[Items stored from a collection]
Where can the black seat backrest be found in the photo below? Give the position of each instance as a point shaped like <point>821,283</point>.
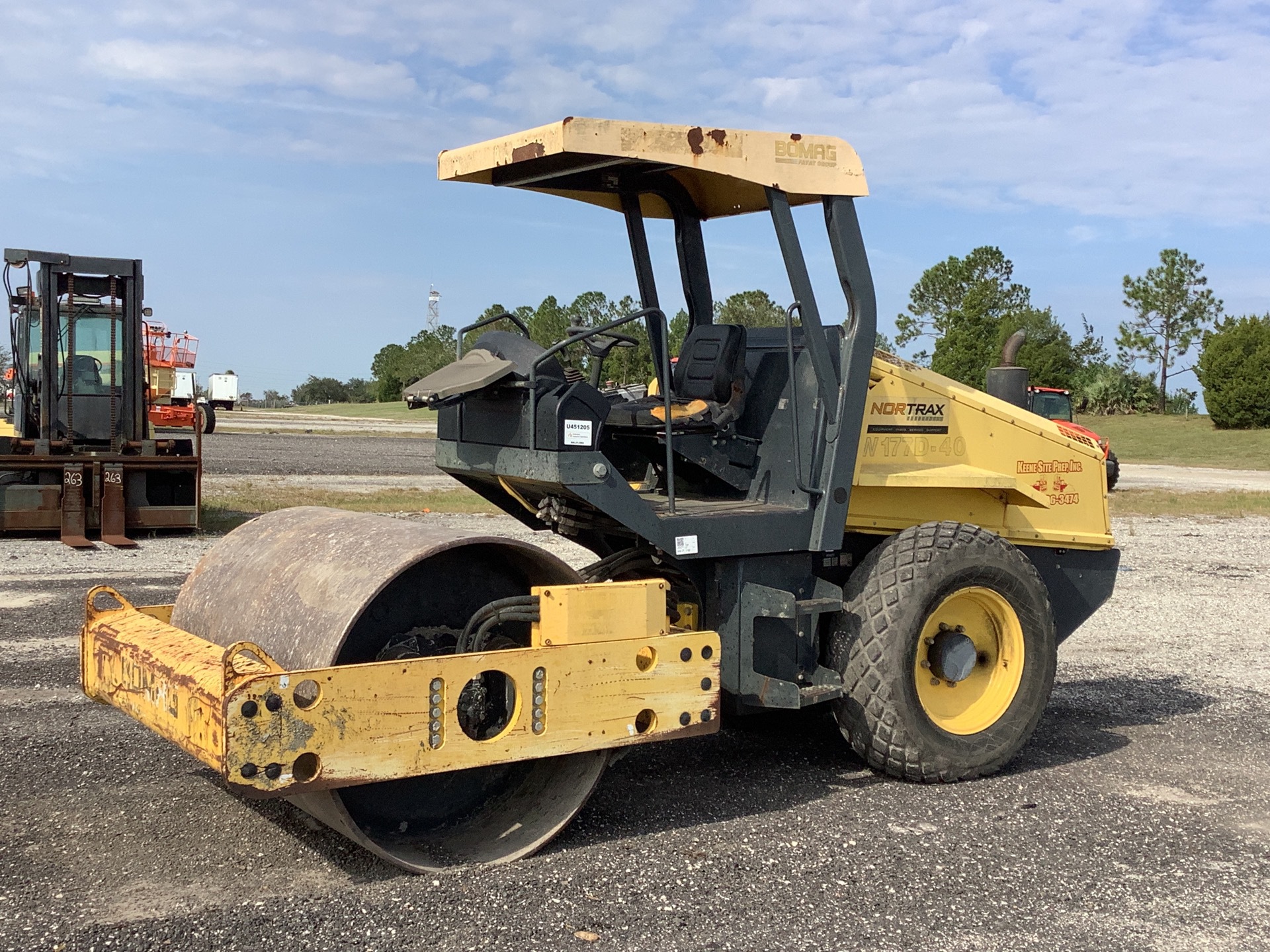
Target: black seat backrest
<point>712,358</point>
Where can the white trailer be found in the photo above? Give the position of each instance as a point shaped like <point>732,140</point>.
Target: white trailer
<point>222,390</point>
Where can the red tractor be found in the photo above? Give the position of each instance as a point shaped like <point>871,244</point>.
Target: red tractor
<point>1056,404</point>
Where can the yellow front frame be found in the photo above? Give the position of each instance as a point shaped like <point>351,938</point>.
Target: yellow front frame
<point>241,714</point>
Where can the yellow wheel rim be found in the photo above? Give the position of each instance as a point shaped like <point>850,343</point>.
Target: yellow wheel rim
<point>978,701</point>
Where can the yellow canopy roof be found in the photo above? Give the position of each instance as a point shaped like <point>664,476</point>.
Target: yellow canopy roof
<point>723,171</point>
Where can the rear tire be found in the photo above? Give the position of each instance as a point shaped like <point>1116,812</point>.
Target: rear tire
<point>892,715</point>
<point>1113,470</point>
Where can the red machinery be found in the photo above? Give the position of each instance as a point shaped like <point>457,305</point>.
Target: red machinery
<point>171,380</point>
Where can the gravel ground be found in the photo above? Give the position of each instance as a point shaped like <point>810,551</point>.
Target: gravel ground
<point>1191,479</point>
<point>280,422</point>
<point>1137,819</point>
<point>284,454</point>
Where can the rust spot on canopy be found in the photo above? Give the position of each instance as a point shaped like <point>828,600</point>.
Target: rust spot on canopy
<point>531,150</point>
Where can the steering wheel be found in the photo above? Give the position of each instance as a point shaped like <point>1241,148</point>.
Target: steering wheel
<point>600,347</point>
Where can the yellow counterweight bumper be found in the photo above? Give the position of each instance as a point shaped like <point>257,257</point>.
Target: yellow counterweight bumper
<point>603,670</point>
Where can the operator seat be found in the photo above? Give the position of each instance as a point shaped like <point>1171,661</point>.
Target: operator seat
<point>708,383</point>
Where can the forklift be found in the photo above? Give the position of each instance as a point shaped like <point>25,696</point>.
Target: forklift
<point>79,456</point>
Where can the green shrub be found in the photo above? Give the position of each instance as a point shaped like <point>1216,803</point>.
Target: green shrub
<point>1111,389</point>
<point>1235,371</point>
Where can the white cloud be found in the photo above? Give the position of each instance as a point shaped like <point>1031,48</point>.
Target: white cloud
<point>1136,110</point>
<point>193,67</point>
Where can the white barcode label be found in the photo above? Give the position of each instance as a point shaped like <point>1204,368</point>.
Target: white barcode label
<point>577,433</point>
<point>685,545</point>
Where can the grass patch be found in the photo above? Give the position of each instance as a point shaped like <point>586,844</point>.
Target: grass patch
<point>226,510</point>
<point>1181,441</point>
<point>367,412</point>
<point>1162,502</point>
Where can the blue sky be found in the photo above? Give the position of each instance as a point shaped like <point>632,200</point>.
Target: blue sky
<point>275,164</point>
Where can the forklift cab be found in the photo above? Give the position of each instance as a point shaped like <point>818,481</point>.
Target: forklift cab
<point>87,370</point>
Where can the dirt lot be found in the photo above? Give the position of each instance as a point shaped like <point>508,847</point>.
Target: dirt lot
<point>1137,819</point>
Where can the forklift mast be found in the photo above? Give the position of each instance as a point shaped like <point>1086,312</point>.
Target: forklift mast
<point>81,456</point>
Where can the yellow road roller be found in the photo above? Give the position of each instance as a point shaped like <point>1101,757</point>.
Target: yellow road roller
<point>789,520</point>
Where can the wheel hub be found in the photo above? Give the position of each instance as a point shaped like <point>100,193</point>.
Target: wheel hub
<point>952,654</point>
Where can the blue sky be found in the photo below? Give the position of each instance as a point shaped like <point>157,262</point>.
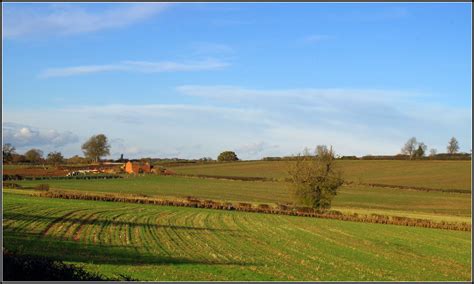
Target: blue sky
<point>262,79</point>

> _Task directions_
Retype every item above word for word, leaving out the pictures.

> _Task solution_
Where can the black seat backrest be found in the photo below? Give the position of each instance as a point shaped like <point>821,283</point>.
Target: black seat backrest
<point>712,358</point>
Where can the white trailer be found in the photo above? Give the position of each instance as a point shaped like <point>732,140</point>.
Target: white trailer
<point>222,390</point>
Where can the red tractor be found in the photo above? Give the position of each instance as a point shaped like <point>871,244</point>.
Target: red tractor
<point>1056,404</point>
Where can the yellow front frame be found in the photo above? Give the position of each instance as a point shaped like <point>351,938</point>.
Target: yellow front frame
<point>241,714</point>
Where can the yellow wheel rim be found in the photo above? Give the position of each instance as a point shaped like <point>850,343</point>.
Target: yellow wheel rim
<point>978,701</point>
Where can the yellow canopy roof be found in the photo above? Give the position of each instance as a point shaped like <point>664,476</point>.
Target: yellow canopy roof
<point>723,171</point>
Where can the rear tire be found in the photo above? Give the position of each instance as a point shaped like <point>1116,812</point>.
Target: rear tire
<point>892,715</point>
<point>1113,470</point>
Where can the red machinery be found in the photo above? Give the position of each instance as a point shaped like <point>457,305</point>.
Target: red machinery
<point>171,380</point>
Where can the gravel ground be found in the photo above? Give the position of each instance as a point shaped like <point>810,551</point>.
Target: gravel ground
<point>1191,479</point>
<point>280,422</point>
<point>1137,819</point>
<point>284,454</point>
Where can the rust spot on canopy be found in the photo above? Give the position of each instance as a point shaped like <point>828,600</point>.
Target: rust spot on canopy
<point>531,150</point>
Where can the steering wheel be found in the photo above? Give the position of each instance as a point shaped like <point>1241,148</point>.
Target: steering wheel
<point>600,347</point>
Where can the yellow counterweight bumper be found in the photo above? Give the position of each instance as a point shaped like <point>257,257</point>.
Target: yellow counterweight bumper
<point>603,670</point>
Where can the operator seat be found in the photo above? Give the position of each instance as a point shaped like <point>1171,661</point>.
Target: operator seat
<point>708,383</point>
Where can the forklift be found in the photo above? Give the position of each instance as a point shaped like <point>25,696</point>.
Target: forklift
<point>79,456</point>
Where can the green shrub be found in the photo above? Give the position of each instance as a point shaped like <point>1216,803</point>.
Target: green shrub
<point>1111,389</point>
<point>1235,371</point>
Where can the white cloud be found in the photo above? Give the position of each instance as a point shaped like <point>1031,48</point>.
Target: white cloud
<point>1136,110</point>
<point>193,67</point>
Where can the white barcode label be found in the photo above? Give the position of each instance as a point shaped like <point>1204,368</point>.
Target: white barcode label
<point>577,433</point>
<point>685,545</point>
Where can the grass patch be found in the photo above? Give the position of each instance as a point shaped like <point>586,844</point>.
Target: grass patch
<point>226,510</point>
<point>1181,441</point>
<point>367,412</point>
<point>1162,502</point>
Where can the blue sky be found in the photo above? Give the position of each instance as a point shaped like <point>632,200</point>.
Target: blue sky
<point>275,164</point>
Where can the forklift cab be found in the photo above? Give the position of each instance as a point shaped like <point>818,481</point>.
Target: forklift cab
<point>87,370</point>
Where can the dirt lot be found in the photo above? Give the position of each instance as a point shaped like <point>508,847</point>.
Target: dirt lot
<point>1137,819</point>
Where can the forklift mast be found in the photo above? Give the position of each instance as a point shaped like <point>1086,312</point>.
Target: forklift mast
<point>81,456</point>
Where can the yellow road roller be found in the photo above? Give the position of each instance as a point shaped like <point>1101,757</point>.
Target: yellow road roller
<point>789,520</point>
Where can the wheel hub be found in the photo above? Give the position of each instance as a point shaped like <point>100,193</point>.
Target: wheel hub
<point>952,654</point>
Where can the blue sky be found in the photo below? Give the position of each instance as a point shaped like <point>157,262</point>.
Target: blue sky
<point>262,79</point>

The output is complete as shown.